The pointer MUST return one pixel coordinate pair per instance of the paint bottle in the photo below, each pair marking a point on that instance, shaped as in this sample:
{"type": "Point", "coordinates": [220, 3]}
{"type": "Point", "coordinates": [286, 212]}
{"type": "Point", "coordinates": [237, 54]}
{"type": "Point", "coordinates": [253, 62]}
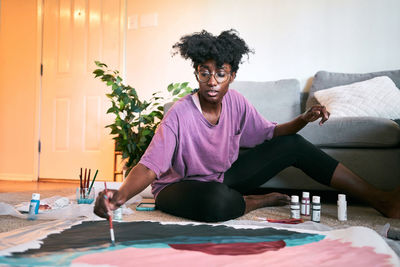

^^^^

_THE EXERCISE_
Rewrite the records with "paint bottle" changed to "paint can" and all other text left as it stands. Omit the pictures from your answer.

_WORKED ANSWER_
The pointer MUST return one pixel coordinate pair per instance of the paint can in the photo below, each pair marking a point on that instance, shaped as in this sample:
{"type": "Point", "coordinates": [220, 3]}
{"type": "Point", "coordinates": [286, 212]}
{"type": "Point", "coordinates": [237, 54]}
{"type": "Point", "coordinates": [253, 62]}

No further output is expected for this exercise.